Activity:
Pictures aside, copy every record word for word.

Natural language region descriptions

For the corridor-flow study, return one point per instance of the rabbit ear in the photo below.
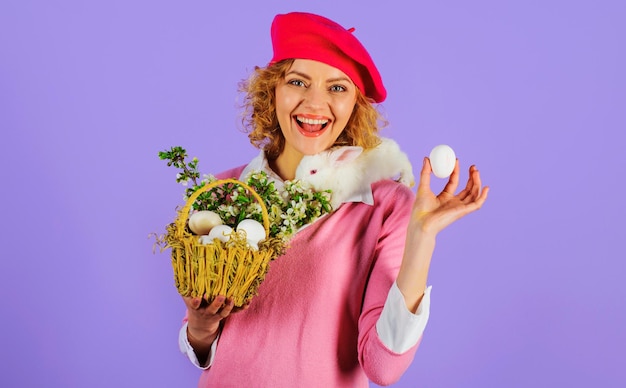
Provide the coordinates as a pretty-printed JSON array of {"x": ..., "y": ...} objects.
[{"x": 345, "y": 155}]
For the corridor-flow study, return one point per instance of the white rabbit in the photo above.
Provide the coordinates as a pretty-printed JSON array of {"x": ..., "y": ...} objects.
[{"x": 350, "y": 170}]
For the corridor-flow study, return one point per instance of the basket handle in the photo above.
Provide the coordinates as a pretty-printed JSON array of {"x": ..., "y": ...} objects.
[{"x": 184, "y": 213}]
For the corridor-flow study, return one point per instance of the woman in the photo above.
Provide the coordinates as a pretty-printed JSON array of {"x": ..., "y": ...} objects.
[{"x": 348, "y": 302}]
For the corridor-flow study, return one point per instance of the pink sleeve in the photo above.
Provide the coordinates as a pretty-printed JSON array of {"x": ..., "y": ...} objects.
[{"x": 382, "y": 365}]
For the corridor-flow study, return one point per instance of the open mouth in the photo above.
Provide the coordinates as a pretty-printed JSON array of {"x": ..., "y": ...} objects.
[{"x": 311, "y": 126}]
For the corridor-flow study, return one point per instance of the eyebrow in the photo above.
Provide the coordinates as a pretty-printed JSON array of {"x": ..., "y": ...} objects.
[{"x": 305, "y": 76}]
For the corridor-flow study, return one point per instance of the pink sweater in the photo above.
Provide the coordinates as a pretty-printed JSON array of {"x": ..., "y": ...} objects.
[{"x": 313, "y": 323}]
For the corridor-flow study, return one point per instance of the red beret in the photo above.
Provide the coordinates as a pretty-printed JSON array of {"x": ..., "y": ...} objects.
[{"x": 308, "y": 36}]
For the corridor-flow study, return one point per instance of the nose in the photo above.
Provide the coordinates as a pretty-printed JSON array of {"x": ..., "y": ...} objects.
[{"x": 315, "y": 97}]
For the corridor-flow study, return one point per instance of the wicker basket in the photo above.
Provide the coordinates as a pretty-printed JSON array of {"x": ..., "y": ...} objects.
[{"x": 231, "y": 269}]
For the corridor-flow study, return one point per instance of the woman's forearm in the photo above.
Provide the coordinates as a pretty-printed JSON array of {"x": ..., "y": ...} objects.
[{"x": 413, "y": 275}]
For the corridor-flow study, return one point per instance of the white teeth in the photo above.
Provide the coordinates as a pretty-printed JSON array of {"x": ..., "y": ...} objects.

Response to this exercise:
For the corridor-flow study, return one point per instance of the rabbit ear in the photo below.
Provide the coordinates as a pretty-printed JSON array of {"x": ..., "y": ...} objects.
[{"x": 345, "y": 155}]
For the corridor-flow study, return one point per instance of the white rabbit in the photo above.
Provide the coordinates as a pretty-printed JSON array of {"x": ..., "y": ...} objects.
[{"x": 350, "y": 170}]
For the corridor-flow study, return one point per instance of the basket handle in the photo above.
Provide the coordinates as a pretty-printed JSON array of {"x": ..., "y": ...} objects.
[{"x": 184, "y": 213}]
For the corridor-flow study, return one point per instance of the woman in the photo above.
Provide the coordinates as a pretty-printed JSON array of {"x": ..., "y": ...} objects.
[{"x": 348, "y": 302}]
For the corridor-flow study, return one point per instance of the pink sleeve in the photo above.
Provide the coordinates as a pretty-printed JSON array of {"x": ..., "y": ...} objects.
[{"x": 382, "y": 365}]
For the corridor-flow study, return one point per instance of the open mouth in the photo above.
Provide the coordinates as a pretty-printed JSON array of {"x": ..., "y": ...} objects.
[{"x": 311, "y": 126}]
For the corridor-flow study, return one point per instance of the eyebrow in the photo above.
Provide the coordinates as a pretty-printed JSON array of {"x": ..., "y": ...} objects.
[{"x": 305, "y": 76}]
For the corridor-flow study, return one point per instance of the pink sweater in the photo above.
Provide the coordinates as a pretty-printed JSON array of {"x": ..., "y": ...} objects.
[{"x": 313, "y": 323}]
For the corridor-flow study, return one point per instance of the red beret in the photo above.
Provide the coordinates as a pretty-printed JSON array of {"x": ..., "y": ...} objects.
[{"x": 308, "y": 36}]
For the corridor-flow study, return one point per instance of the nose in the photo above.
Provide the coordinates as a pretty-printed JSON array of {"x": ..., "y": ...} objects.
[{"x": 315, "y": 97}]
For the corridor-flow study, return one point per instance of the wicker basket in the photo above.
Provide the coordinates as a pretty-printed JSON array of {"x": ..., "y": ...} objects.
[{"x": 231, "y": 269}]
For the corridor-flow study, return one point per instance of the woman's forearm in the photo above.
Provide the coordinates as a pretty-printed JSON array of {"x": ..., "y": ...} objects.
[{"x": 413, "y": 275}]
For the corridor-flow study, return one point per instance of the white teeth in the photo above.
Provide the coordinates as a pretty-printed JSON array of {"x": ..., "y": ...} objects.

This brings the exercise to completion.